* _Activity_: Of the lines listed below, return exactly those that run from the line containing "leaning branch with a point." through the line containing "brown leaf with a point.", both included.

* _Extracted data_:
+--

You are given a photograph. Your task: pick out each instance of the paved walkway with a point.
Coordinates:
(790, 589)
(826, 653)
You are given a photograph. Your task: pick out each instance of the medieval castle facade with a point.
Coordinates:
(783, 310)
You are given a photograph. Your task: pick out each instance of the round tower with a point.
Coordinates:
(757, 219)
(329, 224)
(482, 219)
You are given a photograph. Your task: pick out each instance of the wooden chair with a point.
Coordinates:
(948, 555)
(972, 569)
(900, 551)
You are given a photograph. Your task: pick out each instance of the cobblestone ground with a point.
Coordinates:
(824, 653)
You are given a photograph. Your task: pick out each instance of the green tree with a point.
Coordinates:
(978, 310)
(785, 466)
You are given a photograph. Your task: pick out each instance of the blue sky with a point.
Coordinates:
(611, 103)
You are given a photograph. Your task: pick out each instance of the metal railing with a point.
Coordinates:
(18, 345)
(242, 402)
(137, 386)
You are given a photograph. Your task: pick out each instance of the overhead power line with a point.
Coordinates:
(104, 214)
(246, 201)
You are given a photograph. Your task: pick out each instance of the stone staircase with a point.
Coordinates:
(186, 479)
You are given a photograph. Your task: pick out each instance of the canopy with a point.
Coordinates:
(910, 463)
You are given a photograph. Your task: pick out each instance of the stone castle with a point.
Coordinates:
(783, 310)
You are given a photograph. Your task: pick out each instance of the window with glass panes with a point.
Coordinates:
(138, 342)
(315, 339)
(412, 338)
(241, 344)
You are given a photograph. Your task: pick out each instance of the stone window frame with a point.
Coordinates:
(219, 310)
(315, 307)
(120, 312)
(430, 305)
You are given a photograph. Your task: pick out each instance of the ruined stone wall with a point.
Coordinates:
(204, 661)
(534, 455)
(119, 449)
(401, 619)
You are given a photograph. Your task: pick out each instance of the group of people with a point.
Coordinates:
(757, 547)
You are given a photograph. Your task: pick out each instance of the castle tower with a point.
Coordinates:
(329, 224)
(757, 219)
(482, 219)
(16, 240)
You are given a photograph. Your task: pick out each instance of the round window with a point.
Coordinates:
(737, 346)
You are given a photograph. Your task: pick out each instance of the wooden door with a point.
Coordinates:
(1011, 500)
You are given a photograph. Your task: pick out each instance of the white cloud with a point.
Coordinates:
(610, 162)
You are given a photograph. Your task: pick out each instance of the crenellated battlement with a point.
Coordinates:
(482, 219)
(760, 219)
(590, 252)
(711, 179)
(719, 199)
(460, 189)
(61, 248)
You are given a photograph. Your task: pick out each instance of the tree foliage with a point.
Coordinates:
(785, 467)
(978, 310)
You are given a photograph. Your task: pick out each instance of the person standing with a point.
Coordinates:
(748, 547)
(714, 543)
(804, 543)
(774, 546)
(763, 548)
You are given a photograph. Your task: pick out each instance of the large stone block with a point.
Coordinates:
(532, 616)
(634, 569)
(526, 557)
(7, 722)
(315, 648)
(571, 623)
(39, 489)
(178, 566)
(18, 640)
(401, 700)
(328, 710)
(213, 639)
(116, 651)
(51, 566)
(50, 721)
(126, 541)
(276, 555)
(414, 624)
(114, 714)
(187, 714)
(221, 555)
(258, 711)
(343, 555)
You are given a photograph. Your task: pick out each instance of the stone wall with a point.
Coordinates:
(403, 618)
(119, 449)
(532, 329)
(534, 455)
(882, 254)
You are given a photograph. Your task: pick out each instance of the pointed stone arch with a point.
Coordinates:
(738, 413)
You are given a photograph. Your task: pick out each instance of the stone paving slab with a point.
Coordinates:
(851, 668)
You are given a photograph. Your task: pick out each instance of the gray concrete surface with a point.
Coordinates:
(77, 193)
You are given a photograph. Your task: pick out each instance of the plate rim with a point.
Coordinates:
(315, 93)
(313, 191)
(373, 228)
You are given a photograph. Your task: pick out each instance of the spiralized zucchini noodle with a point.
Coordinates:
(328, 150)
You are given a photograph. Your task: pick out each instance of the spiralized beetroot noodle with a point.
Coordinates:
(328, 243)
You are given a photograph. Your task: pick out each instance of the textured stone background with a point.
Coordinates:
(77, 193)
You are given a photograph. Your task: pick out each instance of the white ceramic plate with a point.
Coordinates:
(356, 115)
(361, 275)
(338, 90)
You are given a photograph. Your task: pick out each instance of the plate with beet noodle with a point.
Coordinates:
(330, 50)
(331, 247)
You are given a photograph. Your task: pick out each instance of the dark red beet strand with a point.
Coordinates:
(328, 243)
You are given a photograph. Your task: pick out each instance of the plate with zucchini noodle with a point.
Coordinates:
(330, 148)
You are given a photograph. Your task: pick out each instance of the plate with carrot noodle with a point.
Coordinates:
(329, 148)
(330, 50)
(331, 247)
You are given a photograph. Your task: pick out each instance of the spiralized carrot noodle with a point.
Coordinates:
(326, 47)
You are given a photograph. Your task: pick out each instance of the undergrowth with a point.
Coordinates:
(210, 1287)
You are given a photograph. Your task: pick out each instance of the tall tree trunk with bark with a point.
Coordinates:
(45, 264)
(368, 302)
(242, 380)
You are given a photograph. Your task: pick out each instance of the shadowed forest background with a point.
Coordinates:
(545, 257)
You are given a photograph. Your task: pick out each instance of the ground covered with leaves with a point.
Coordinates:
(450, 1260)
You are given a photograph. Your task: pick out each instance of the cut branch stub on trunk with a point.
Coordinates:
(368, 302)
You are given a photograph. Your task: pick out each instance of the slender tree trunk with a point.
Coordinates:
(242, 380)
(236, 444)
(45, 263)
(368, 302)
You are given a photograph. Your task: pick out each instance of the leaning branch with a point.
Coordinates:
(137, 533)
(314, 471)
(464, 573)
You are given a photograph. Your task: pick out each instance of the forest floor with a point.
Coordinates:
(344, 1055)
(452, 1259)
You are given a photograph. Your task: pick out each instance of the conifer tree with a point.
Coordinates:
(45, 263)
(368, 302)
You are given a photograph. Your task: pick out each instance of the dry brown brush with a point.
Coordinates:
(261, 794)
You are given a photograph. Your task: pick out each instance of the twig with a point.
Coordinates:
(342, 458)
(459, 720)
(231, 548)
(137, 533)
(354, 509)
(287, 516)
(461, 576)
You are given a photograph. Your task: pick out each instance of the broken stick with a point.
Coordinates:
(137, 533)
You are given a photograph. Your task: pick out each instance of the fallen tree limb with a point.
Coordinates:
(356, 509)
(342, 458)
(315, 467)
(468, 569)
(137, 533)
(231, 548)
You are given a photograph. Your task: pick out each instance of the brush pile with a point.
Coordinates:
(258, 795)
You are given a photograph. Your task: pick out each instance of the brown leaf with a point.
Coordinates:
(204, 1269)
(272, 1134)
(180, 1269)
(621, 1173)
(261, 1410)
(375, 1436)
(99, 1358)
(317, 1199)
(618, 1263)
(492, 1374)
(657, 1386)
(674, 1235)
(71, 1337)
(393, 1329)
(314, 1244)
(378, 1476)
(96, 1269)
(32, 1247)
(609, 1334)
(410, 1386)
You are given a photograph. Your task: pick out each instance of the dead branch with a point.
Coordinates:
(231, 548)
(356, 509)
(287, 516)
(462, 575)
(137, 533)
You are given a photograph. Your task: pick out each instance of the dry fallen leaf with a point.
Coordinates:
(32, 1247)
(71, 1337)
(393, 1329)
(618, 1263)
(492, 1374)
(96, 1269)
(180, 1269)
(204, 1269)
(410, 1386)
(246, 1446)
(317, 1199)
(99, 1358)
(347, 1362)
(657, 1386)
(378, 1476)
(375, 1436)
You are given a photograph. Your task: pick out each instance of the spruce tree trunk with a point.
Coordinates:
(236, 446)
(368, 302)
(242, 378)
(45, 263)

+--

* _Solution to this problem_:
You are given a photograph. Your task: pick out each instance of the leaning branch with a point.
Coordinates:
(137, 533)
(314, 471)
(464, 573)
You are given a photograph. Your task: pick out each instance of the forest floor with a point.
Coordinates:
(344, 1055)
(452, 1259)
You are given a photograph. Your task: pick out each instance of the conifer tree with a point.
Coordinates:
(45, 263)
(368, 302)
You are given a photograph. Your task: pick out each instance of the dry brown brush with a point.
Coordinates:
(261, 794)
You are given a photograph. Your task: pick out each instance of the twig with a point.
Coordinates:
(342, 458)
(459, 720)
(231, 548)
(137, 533)
(354, 509)
(287, 516)
(461, 576)
You are given a photograph. Your task: pick out each instance of the broken stick with a point.
Coordinates:
(137, 533)
You are given a photograph. Your task: pick out each instance of the fallen tree limb with a point.
Coordinates:
(356, 509)
(342, 458)
(315, 467)
(468, 569)
(137, 533)
(231, 548)
You are given a photograph. Your task: pick out each instance of the brush pile with a point.
Coordinates:
(258, 795)
You are given a photograph. Your task: pick out each instance of the brown leaf with a point.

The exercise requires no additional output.